Stored data entries
## Start
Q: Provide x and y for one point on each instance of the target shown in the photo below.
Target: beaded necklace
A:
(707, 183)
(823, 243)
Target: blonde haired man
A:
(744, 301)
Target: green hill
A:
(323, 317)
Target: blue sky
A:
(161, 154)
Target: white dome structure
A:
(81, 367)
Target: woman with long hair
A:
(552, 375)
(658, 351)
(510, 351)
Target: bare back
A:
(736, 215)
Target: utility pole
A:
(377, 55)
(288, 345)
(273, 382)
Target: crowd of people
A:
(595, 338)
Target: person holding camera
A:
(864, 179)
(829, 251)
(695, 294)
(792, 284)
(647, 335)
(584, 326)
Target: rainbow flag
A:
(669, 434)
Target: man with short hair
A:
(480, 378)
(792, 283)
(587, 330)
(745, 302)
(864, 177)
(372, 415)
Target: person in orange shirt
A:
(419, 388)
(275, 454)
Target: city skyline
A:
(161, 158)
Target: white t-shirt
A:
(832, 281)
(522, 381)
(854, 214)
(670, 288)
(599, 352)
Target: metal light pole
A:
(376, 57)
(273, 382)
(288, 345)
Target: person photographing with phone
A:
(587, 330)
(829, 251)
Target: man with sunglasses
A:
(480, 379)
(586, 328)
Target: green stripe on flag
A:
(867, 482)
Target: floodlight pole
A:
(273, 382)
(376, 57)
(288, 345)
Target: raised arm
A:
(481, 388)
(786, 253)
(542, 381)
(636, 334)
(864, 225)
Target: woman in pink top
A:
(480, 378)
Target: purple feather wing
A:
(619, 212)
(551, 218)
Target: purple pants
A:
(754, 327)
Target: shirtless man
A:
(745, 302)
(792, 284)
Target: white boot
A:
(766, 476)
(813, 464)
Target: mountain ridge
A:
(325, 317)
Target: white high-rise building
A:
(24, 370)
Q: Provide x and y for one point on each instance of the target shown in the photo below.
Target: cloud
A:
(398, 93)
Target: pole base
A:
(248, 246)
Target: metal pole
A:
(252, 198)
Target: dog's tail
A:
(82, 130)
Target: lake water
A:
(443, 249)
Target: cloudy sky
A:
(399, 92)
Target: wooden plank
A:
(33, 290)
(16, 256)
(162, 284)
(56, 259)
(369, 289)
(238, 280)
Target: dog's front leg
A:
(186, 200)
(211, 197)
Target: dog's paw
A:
## End
Please reproduce the material word for word, from the line containing "Target: pole base" through its final line, including both of those lines.

Target: pole base
A:
(248, 246)
Target: metal pole
A:
(252, 198)
Target: dog's tail
A:
(82, 130)
Target: lake water
A:
(443, 249)
Target: cloudy sky
A:
(399, 92)
Target: wooden plank
A:
(33, 290)
(16, 256)
(162, 284)
(56, 259)
(369, 289)
(238, 280)
Target: dog's front leg
A:
(186, 200)
(211, 197)
Target: dog's paw
A:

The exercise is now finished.